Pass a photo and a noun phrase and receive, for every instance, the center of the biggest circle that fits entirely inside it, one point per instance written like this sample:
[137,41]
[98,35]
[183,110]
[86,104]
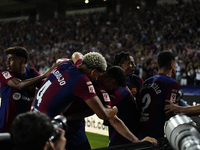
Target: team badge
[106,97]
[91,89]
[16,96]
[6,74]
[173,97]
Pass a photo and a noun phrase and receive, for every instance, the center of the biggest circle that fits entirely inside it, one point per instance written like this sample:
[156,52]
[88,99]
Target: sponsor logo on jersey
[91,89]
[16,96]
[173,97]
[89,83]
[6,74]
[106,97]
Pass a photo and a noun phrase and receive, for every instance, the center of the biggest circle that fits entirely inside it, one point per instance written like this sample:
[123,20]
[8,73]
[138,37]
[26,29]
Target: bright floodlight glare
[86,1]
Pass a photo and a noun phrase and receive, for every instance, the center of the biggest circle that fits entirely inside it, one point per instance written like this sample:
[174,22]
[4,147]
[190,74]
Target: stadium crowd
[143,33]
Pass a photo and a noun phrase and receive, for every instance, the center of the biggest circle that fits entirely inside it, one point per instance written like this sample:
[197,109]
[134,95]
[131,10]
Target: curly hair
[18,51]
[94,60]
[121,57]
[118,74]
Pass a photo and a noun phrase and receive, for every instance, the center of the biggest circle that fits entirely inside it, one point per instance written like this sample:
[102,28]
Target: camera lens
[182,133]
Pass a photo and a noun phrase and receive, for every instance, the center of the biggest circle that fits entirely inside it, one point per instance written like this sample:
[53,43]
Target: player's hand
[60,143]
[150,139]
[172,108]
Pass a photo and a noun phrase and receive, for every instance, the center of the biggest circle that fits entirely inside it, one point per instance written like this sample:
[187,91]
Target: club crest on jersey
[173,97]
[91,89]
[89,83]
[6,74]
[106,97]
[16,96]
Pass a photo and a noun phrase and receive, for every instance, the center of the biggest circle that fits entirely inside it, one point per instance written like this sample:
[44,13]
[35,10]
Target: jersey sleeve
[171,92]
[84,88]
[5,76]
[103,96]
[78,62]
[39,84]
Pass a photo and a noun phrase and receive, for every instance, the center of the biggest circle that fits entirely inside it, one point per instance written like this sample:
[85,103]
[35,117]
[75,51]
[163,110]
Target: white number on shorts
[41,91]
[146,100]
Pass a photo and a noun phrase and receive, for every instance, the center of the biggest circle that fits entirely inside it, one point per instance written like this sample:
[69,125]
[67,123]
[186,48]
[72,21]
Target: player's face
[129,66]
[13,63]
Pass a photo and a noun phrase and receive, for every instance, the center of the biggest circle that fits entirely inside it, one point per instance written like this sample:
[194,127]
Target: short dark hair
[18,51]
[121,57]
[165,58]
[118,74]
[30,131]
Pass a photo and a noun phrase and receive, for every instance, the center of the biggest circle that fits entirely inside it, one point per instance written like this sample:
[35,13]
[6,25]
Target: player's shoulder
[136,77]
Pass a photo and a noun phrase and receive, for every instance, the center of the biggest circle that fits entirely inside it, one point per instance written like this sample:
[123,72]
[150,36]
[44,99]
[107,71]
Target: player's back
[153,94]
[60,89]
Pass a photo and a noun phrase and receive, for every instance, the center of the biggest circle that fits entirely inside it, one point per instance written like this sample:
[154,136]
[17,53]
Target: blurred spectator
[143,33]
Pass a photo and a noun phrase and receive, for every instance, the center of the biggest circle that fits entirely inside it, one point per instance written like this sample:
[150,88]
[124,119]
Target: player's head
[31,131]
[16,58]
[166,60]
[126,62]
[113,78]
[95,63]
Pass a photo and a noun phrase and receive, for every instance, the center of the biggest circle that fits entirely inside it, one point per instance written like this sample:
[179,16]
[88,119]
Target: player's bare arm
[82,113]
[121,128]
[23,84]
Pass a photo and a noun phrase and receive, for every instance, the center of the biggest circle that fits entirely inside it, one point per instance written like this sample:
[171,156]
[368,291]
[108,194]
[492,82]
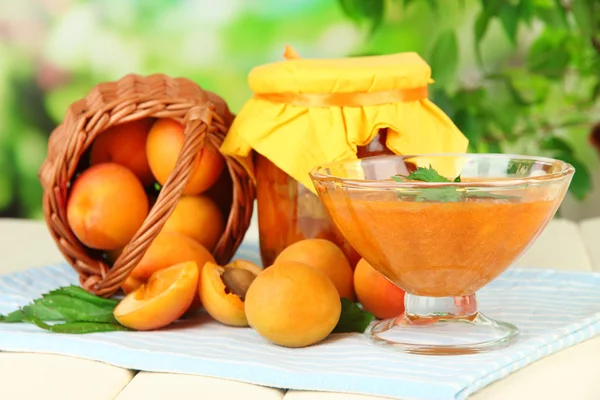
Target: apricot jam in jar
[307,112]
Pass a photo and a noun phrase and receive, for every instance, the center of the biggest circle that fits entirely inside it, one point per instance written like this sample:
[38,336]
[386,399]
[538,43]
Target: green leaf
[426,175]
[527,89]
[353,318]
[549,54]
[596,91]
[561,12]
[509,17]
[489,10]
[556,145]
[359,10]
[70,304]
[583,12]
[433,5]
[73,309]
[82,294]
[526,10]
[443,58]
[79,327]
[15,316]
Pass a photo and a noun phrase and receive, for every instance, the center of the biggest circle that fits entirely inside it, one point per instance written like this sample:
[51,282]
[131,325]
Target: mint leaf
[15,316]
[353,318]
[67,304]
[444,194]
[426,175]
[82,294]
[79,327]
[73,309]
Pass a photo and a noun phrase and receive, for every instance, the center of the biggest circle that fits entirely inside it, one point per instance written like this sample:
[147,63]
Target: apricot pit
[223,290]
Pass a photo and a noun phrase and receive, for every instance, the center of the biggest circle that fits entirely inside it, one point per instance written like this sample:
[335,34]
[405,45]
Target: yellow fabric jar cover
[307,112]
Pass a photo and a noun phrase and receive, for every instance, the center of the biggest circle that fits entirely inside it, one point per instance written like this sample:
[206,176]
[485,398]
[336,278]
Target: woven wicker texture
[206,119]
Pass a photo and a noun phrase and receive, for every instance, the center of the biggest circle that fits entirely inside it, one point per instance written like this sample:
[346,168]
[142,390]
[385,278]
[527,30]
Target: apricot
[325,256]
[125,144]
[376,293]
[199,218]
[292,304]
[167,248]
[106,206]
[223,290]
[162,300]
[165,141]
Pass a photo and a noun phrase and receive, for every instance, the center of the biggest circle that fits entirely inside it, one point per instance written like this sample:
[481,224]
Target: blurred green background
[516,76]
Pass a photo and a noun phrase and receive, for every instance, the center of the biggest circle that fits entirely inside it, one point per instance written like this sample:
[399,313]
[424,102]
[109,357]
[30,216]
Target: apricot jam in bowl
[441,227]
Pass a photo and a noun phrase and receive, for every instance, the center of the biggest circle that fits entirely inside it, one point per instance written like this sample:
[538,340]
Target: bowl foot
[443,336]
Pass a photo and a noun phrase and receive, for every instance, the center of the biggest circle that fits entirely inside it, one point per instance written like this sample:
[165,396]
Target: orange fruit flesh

····················

GOAL OF THE EXERCISE:
Your job is to transcribe the entries above exactly; skip the pictures.

OUTPUT FOR THIS EXERCISE:
Pass a photo and a noun phrase and receive, for every instance, the center of the biggest circle that fits entirely inside it, one point per instance written like this sample:
[137,41]
[98,35]
[183,110]
[86,104]
Target: team badge
[106,97]
[91,89]
[16,96]
[6,74]
[173,97]
Pass a photo and a noun phrase and receive, for every instance, the center of the biggest circle that fits entirely inside it, one point per instance written like this sample:
[156,52]
[88,99]
Target: sponsor logo on jersey
[91,89]
[16,96]
[173,97]
[89,83]
[6,74]
[106,97]
Pass a photo and a noun phrase and receive, for every instance, the center of the biggest circle that fits entirely inside it, one point per instance written like this sample:
[123,20]
[8,73]
[138,37]
[26,29]
Target: bright floodlight glare
[86,1]
Pass a photo and a noun phrase and receive, for every instance, the center of the biggest circle that fits entirely inside it, one point per instance written like this sample:
[174,22]
[4,147]
[190,74]
Target: stadium crowd
[143,33]
Pass a photo and a noun phrase and receive, for every instance, the center of the biggest circle that fits entirely inside it, one point per instance written like this sample:
[197,109]
[134,95]
[131,10]
Target: curly hair
[18,51]
[94,60]
[121,57]
[118,74]
Pass a photo and a noun phrase and receive, for every instance, the center of the biggest circle that fits entirely inside it, one point per instance written like this sample:
[102,28]
Target: camera lens
[182,133]
Pass a photo and a noun phrase and receive, for every instance, the center of the biggest circle that fits entirely inside it, one point per instance written like this sample:
[53,43]
Target: player's hand
[60,143]
[150,139]
[172,108]
Pass a photo and a noun phrase and receive, for every instance, the center of the biggest circle that fits entirely inside it, one point per instance written like this sample:
[187,91]
Target: club crest on jersey
[173,97]
[91,89]
[89,83]
[6,74]
[106,97]
[16,96]
Pass a photo and a noun phrase and receive, for every instance, the center of the biggest circle that fits entirely inside it, one point per instance written like this sample:
[44,13]
[35,10]
Target: jersey sleeve
[171,92]
[84,88]
[5,76]
[103,96]
[78,62]
[39,84]
Pass a photo and a noun phrase and receive, for every instance, the center of the biggest circle that fits entirely inside it, one point per instance written like this sample:
[85,103]
[35,117]
[75,51]
[163,110]
Target: white number on shorts
[41,91]
[146,100]
Pass a photo and a noun phrase and receive, for every instance, the center of the biggest circle that fits entirely inside it, one point per instance written like this sample:
[69,125]
[67,123]
[186,48]
[72,21]
Target: player's face
[129,66]
[13,63]
Pass a photo and a noun phrase and receive, for every instance, the center of the biggest circle that fits entirely inside it, one point per instance written like this sample:
[194,127]
Target: short dark hair
[18,51]
[121,57]
[165,58]
[118,74]
[30,131]
Pass a photo and a noun phrase and receive, for every instance, the center of the biggest circle that fits entirely inside it, one point per instance written like this sample:
[35,13]
[6,25]
Target: player's shoulder
[136,77]
Pass a photo and a noun phrase and receive, for every instance, the center of the biggest circle that fits entirely inside it, one point per instance written like this sample:
[123,72]
[150,36]
[44,99]
[107,71]
Target: player's back
[153,94]
[60,89]
Pass a photo and a noun phrase and receive, for every instance, the center of the biggest circle that fits entirely inside it, one point per instance written like this sample:
[154,136]
[17,53]
Target: blurred spectator
[143,33]
Pass a photo and a noun phrase and receive, for every instance, the center of the biggest circle that fits entirely inside it, one point per instance written like this sample:
[150,88]
[124,119]
Target: player's head
[31,131]
[16,58]
[166,60]
[126,62]
[113,78]
[95,63]
Pass a photo and a noun phrase and receive, for every instance, the center of the biggest circle that fits entirely inside it, one point per instance written like this sample:
[179,16]
[88,119]
Target: player's bare arm
[82,113]
[121,128]
[23,84]
Pass a photo and a noun phrase and receive, for every instance, the center of the biggest circle that fits entirely inside it, one point per instance written like this sample:
[171,156]
[368,291]
[108,194]
[492,82]
Target: apricot jam in jar
[307,112]
Pass a photo and a noun phrase and receive, for every instance, the center of the biggest circle that fits entirely inside it, one point per instance written like this sample:
[38,336]
[386,399]
[538,43]
Target: green leaf
[426,175]
[527,89]
[353,318]
[549,54]
[596,91]
[561,12]
[509,17]
[489,10]
[556,145]
[359,10]
[70,304]
[583,12]
[433,5]
[73,309]
[82,294]
[526,10]
[443,58]
[79,327]
[15,316]
Pass a photo and a noun phrase and receive, for every instance, the center of the biggest circle that fits entirely inside it, one point per instance written like this sample:
[51,282]
[131,325]
Target: mint leaf
[15,316]
[353,318]
[67,304]
[444,194]
[426,175]
[82,294]
[79,327]
[73,309]
Pass a photo and a noun phrase and receive, for every instance, the center of the biggest circle that fits entirely inside it, one point per instance written like this sample:
[147,63]
Target: apricot pit
[223,290]
Pass a photo and a noun phrase and receive, for every instance, the center of the biggest circle that fits entirely inside it, one point per instance written like this sample:
[335,34]
[405,45]
Target: yellow fabric jar cover
[307,112]
Pass a photo and a noun phrase and receive, for every instance, the center of the biggest circle that fits entirely inside it, one point per instance written like this sample:
[206,176]
[485,398]
[336,278]
Target: woven wicker texture
[206,119]
Pass a photo and a noun phrase and receive, for every instance, the center of the biggest circle that fits entirely inside it, one point per instance written like this sample:
[346,168]
[142,390]
[385,278]
[527,30]
Target: apricot
[325,256]
[125,144]
[376,293]
[199,218]
[292,304]
[167,248]
[106,206]
[223,290]
[162,300]
[165,141]
Pass a photo and a noun phrase and receive, for every instance, the center of the biggest circle that fits entirely inside it, one point per instance written like this sample:
[481,224]
Target: blurred green background
[516,76]
Pass a photo and a noun phrase and receive, for every instance, the center of the biggest circle that fits entirely inside it, one point per instance written like this sample:
[399,313]
[424,102]
[109,357]
[30,216]
Target: apricot jam in bowl
[441,227]
Pass a photo and a noun phrase and receive, for every instance, the center of the biggest circle that fits entirely inside it, one point per instance written like this sample:
[538,340]
Target: bowl foot
[443,336]
Pass a photo and a noun phrase and receive, for every instance, the center of the biggest circle that fits entirely inside it, one point per instance written like this sample:
[165,396]
Target: orange fruit flesh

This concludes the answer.